● **Problem to work on**
Write out exactly the lines below that run from the line containing "Could you indicate the grassy" through the last line of the records.

Part of a data file
┄┄┄┄┄┄┄┄┄┄┄┄┄┄┄┄┄┄┄┄

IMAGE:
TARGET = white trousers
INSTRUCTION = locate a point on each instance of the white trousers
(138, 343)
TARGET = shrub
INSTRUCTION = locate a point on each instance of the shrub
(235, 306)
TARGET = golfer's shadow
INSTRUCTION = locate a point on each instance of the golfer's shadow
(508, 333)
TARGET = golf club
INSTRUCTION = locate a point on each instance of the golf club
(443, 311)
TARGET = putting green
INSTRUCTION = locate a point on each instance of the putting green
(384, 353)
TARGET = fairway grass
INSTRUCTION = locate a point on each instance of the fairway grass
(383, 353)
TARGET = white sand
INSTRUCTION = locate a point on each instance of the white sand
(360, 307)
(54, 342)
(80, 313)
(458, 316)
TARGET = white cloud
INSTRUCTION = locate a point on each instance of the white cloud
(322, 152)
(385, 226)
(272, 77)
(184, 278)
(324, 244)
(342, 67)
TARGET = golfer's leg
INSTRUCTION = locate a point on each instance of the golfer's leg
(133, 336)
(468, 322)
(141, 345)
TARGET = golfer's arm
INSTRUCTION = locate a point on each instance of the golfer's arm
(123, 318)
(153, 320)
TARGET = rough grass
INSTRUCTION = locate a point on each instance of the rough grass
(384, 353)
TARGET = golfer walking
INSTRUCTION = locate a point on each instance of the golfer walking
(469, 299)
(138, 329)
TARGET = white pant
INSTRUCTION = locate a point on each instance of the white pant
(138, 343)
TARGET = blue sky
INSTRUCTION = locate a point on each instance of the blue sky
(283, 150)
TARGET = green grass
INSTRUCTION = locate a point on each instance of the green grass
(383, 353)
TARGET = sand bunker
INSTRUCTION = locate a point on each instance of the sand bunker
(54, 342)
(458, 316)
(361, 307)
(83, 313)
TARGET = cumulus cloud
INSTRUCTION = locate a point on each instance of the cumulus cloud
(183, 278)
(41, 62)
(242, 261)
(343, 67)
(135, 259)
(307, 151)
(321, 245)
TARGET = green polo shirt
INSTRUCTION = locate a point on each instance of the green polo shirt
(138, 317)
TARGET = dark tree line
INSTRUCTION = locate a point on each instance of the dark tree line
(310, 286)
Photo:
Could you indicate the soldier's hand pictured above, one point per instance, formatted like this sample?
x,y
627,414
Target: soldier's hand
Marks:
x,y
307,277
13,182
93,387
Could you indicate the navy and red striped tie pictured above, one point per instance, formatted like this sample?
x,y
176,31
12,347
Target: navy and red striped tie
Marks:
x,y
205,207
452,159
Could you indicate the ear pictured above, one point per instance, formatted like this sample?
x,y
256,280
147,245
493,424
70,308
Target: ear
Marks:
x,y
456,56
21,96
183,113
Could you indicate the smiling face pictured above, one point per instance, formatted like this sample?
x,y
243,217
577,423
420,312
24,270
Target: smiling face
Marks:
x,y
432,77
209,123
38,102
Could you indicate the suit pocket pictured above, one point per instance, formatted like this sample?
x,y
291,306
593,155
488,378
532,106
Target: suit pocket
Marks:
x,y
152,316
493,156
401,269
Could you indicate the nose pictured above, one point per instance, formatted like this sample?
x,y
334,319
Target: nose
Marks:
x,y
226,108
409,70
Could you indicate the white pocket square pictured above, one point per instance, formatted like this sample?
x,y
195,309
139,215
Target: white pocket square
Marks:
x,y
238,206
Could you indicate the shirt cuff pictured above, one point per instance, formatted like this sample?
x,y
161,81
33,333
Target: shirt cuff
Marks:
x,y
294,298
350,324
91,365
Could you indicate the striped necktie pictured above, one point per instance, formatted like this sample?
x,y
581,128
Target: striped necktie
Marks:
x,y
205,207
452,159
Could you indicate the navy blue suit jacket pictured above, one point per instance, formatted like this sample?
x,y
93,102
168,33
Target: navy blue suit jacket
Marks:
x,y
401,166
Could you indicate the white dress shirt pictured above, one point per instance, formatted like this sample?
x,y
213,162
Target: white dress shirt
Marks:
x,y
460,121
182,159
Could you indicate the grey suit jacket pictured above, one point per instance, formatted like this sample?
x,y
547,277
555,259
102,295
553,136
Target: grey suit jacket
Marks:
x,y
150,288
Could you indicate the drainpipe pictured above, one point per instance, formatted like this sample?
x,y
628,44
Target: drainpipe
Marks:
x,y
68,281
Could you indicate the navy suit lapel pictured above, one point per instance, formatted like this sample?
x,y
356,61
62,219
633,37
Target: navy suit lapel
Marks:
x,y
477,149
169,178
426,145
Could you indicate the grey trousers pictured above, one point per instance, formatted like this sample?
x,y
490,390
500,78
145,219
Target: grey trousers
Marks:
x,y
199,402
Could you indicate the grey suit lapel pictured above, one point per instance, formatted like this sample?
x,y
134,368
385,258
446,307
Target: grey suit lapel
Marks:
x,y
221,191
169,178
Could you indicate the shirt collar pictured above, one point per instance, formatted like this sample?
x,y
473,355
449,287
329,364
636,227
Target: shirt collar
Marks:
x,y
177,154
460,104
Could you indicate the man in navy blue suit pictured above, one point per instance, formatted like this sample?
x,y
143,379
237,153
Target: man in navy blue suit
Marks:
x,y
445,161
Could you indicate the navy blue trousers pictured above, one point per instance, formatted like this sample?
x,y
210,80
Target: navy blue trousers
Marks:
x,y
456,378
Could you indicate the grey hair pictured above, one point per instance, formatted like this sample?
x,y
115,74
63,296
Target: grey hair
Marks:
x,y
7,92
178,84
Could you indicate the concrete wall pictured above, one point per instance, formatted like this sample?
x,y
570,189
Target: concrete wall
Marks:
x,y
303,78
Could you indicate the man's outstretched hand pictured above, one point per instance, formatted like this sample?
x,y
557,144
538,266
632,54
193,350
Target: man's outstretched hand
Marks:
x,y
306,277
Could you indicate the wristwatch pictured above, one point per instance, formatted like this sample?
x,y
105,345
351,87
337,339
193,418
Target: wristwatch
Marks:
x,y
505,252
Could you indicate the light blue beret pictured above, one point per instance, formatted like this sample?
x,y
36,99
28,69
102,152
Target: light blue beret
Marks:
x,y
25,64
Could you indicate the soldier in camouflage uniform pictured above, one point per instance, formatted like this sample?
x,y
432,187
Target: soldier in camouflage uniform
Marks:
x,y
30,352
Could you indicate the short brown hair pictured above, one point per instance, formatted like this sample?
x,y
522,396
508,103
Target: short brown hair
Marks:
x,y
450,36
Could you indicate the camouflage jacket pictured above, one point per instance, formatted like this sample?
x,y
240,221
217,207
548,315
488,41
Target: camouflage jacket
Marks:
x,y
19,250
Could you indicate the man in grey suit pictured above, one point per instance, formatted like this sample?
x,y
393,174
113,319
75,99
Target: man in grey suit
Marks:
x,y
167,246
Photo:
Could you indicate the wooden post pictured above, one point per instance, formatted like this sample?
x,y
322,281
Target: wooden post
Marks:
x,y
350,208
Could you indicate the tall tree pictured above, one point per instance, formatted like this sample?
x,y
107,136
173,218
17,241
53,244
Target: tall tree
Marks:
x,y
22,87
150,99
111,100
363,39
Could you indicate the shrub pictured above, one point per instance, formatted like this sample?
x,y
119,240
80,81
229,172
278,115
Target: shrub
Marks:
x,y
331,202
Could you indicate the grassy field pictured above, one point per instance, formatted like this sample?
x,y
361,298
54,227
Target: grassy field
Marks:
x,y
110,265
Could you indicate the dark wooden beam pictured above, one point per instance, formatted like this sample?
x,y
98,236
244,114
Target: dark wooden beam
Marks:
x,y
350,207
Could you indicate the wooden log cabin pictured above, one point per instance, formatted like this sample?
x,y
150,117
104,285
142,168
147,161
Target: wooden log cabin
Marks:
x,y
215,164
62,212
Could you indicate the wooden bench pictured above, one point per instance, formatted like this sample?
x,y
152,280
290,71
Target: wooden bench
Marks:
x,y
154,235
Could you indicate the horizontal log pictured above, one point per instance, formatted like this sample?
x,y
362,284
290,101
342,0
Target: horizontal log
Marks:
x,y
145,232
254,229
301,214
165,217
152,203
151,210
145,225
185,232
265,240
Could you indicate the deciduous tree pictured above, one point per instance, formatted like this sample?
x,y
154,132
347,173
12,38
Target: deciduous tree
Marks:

┄┄┄┄┄┄┄┄┄┄┄┄┄┄┄┄┄┄┄┄

● **Complete answer**
Could you indicate the grassy field pictured above, one point per instance, formatted like this sample?
x,y
361,298
54,227
Target: grassy field
Marks:
x,y
110,265
Could you indicate the dark wooden beam pictured above, one point per instance, formatted like this sample?
x,y
98,236
244,114
Target: dark wooden beam
Marks:
x,y
350,207
Could you indicate the wooden log cabin pictured above, one point per instance, formatted like this sample?
x,y
150,117
104,285
142,168
147,161
Target: wooden log cabin
Marks:
x,y
215,164
62,212
Could you indicate the wooden bench pictured above, one point per instance, formatted like this sample?
x,y
152,280
290,71
Target: wooden bench
Marks:
x,y
154,235
Could you indicate the horizontal log pictured above, one point per instance, formatted like this sample?
x,y
362,284
290,101
342,0
Target: horizontal log
Marks:
x,y
145,232
254,229
301,214
165,217
152,203
151,210
145,225
185,232
265,240
Could you indicate the deciduous tree pictured above, one point per instance, formatted like this sample?
x,y
154,132
347,173
12,38
Target: deciduous tree
Marks:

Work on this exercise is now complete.